→ Records supplied

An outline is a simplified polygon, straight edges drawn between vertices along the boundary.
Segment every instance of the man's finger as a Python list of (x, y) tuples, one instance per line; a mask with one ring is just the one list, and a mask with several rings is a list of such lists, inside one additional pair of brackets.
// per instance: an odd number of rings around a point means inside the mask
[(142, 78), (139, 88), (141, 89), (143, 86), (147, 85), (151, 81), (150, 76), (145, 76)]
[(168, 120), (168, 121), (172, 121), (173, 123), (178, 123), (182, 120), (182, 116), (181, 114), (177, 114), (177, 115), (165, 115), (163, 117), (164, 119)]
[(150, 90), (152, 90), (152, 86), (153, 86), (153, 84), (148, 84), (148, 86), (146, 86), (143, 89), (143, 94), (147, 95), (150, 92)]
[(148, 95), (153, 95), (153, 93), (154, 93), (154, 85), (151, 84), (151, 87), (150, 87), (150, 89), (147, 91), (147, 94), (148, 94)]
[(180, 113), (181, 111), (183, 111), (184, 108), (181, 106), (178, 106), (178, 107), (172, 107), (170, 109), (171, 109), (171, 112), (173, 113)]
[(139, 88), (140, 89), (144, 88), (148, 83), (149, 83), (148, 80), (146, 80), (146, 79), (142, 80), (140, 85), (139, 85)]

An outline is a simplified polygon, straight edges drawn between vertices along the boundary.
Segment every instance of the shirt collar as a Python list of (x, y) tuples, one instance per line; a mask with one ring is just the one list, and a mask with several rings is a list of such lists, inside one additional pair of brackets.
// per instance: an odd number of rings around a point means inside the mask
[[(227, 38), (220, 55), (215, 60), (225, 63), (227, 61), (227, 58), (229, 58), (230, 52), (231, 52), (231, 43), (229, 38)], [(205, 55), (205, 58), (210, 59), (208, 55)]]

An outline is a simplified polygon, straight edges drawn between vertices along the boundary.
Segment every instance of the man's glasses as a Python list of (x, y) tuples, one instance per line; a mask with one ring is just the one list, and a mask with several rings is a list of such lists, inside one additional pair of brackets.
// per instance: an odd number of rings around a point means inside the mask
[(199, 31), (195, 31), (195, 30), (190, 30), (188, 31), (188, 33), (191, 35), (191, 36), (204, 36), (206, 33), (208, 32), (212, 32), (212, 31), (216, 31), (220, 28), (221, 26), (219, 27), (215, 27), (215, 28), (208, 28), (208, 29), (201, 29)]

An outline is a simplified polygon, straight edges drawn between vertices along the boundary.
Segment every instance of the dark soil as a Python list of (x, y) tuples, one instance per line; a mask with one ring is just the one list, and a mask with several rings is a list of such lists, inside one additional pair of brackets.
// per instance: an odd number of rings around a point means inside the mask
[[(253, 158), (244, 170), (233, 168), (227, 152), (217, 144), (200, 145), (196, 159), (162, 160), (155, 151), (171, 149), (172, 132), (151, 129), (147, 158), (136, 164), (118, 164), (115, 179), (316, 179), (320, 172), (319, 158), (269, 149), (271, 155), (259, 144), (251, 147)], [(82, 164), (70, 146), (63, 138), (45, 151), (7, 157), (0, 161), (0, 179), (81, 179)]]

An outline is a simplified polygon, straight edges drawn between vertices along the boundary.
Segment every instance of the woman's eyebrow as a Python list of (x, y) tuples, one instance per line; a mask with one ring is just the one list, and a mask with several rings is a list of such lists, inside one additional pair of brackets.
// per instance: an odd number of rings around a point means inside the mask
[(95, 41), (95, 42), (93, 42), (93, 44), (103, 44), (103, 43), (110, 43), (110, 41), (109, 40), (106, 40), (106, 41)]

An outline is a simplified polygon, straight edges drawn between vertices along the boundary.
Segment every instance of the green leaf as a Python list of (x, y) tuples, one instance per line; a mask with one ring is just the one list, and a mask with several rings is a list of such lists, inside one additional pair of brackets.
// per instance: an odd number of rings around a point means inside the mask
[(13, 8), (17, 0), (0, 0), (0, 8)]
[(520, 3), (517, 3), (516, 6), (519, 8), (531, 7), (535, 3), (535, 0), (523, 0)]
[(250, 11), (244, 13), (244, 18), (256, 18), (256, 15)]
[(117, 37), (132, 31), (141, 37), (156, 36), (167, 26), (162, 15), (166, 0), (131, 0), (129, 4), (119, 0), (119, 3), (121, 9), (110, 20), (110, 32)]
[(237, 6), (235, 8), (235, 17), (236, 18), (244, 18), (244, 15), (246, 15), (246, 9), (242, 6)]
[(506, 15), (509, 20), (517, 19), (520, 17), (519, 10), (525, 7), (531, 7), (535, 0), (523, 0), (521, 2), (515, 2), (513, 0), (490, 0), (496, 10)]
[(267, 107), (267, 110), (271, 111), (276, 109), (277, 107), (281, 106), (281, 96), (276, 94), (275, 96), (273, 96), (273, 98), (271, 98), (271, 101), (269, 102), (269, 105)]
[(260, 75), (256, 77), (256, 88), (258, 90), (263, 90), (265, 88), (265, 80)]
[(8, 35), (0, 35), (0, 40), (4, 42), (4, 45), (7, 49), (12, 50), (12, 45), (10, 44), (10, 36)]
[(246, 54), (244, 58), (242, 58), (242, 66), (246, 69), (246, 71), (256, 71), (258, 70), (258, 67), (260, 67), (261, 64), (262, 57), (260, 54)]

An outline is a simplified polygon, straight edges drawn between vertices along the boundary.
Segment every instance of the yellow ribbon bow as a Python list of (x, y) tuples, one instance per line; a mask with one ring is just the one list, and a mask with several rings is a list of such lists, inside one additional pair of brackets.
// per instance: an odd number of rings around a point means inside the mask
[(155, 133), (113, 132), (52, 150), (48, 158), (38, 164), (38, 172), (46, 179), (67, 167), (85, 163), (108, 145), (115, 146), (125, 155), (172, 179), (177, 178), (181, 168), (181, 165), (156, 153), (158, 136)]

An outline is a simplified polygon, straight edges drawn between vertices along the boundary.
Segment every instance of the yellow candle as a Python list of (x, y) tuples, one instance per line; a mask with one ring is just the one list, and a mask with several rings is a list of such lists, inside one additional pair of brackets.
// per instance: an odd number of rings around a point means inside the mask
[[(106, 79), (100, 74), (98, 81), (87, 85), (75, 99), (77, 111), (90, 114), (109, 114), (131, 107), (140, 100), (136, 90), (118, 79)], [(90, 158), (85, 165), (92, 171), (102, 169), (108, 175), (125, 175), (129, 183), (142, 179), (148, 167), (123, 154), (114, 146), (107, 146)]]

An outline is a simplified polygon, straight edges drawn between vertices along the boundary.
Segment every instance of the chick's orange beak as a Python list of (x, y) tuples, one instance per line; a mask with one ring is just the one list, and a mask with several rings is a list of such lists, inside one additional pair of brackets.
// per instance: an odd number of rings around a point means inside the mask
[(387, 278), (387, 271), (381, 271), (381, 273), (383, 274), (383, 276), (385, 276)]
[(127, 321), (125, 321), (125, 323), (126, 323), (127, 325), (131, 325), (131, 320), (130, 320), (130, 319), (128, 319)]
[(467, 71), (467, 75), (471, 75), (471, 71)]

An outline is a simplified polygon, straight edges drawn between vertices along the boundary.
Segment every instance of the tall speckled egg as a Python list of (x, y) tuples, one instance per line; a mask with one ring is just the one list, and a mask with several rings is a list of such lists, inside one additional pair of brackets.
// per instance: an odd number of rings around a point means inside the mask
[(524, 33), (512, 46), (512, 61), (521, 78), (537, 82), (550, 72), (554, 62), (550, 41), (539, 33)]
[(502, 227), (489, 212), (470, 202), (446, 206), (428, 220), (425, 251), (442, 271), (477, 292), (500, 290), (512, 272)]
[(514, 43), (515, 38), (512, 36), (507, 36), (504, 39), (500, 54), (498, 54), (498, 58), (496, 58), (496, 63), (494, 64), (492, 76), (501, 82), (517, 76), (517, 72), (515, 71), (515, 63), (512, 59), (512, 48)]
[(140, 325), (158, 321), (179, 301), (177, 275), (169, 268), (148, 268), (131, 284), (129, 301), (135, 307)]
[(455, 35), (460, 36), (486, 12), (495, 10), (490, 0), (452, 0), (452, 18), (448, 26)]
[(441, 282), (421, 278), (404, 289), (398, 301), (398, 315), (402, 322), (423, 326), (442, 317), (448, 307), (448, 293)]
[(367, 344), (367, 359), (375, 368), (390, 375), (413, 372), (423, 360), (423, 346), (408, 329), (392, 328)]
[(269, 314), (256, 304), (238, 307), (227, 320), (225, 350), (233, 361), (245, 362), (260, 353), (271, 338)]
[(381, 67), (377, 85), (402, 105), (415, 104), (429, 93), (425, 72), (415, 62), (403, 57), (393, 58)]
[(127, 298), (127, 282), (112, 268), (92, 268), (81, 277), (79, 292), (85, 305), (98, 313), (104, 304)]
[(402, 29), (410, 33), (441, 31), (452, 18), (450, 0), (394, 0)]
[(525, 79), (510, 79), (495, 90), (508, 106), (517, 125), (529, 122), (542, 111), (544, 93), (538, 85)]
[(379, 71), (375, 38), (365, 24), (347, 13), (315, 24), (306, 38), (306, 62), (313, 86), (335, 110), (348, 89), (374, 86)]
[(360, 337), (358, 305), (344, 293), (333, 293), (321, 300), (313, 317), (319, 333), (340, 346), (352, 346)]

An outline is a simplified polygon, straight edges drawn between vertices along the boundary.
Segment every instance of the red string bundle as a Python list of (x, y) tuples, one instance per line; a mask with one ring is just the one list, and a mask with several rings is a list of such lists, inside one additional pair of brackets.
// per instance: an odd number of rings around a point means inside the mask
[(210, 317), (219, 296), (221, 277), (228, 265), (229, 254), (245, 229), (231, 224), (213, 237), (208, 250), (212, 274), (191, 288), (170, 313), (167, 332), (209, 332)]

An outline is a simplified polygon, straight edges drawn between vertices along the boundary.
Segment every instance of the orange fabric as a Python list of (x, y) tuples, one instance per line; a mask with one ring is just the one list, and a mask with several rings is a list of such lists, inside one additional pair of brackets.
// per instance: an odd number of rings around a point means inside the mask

→ Task
In the listing above, locate the line containing "Segment every instance of the man's finger" and the line containing "Segment every instance of the man's glasses". Extract those two lines and every line between them, exactly as written, and only those.

→ Answer space
Segment every instance of the man's finger as a Python list of (x, y) tuples, one instance per line; a mask with one ring is just the one list, and a mask with several rings is a list of such lists, inside one additional pair of brackets.
// per instance: an odd number of rings around a point means inside the mask
[(142, 78), (139, 88), (141, 89), (143, 86), (147, 85), (151, 81), (150, 76), (145, 76)]
[(168, 120), (168, 121), (172, 121), (173, 123), (178, 123), (182, 120), (182, 116), (181, 114), (177, 114), (177, 115), (165, 115), (163, 117), (164, 119)]
[(150, 90), (152, 90), (152, 86), (153, 86), (153, 84), (148, 84), (148, 86), (146, 86), (143, 89), (143, 94), (147, 95), (150, 92)]
[(148, 95), (153, 95), (153, 93), (154, 93), (154, 85), (151, 84), (151, 87), (150, 87), (150, 89), (147, 91), (147, 94), (148, 94)]
[(180, 113), (181, 111), (183, 111), (184, 108), (181, 106), (178, 106), (178, 107), (172, 107), (170, 109), (171, 109), (171, 112), (173, 113)]
[(139, 88), (140, 89), (144, 88), (148, 83), (149, 83), (148, 80), (146, 80), (146, 79), (142, 80), (140, 85), (139, 85)]

An outline is a simplified polygon, straight edges drawn between vertices along the boundary.
Segment every instance of the shirt collar as a Python list of (x, y) tuples, one instance per line; a mask with one ring is just the one list, and a mask with several rings is a list of such lists, inside one additional pair of brackets.
// per instance: an odd number of rings around a point means inside the mask
[[(227, 38), (220, 55), (215, 60), (225, 63), (227, 61), (227, 58), (229, 58), (230, 52), (231, 52), (231, 43), (229, 38)], [(205, 55), (205, 58), (210, 59), (208, 55)]]

An outline is a simplified polygon, straight edges drawn between vertices along the boundary.
Segment every instance of the man's glasses as a Python list of (x, y) tuples, one instance per line; a mask with one ring is just the one list, and a mask with several rings is a list of such lists, inside one additional pair of brackets.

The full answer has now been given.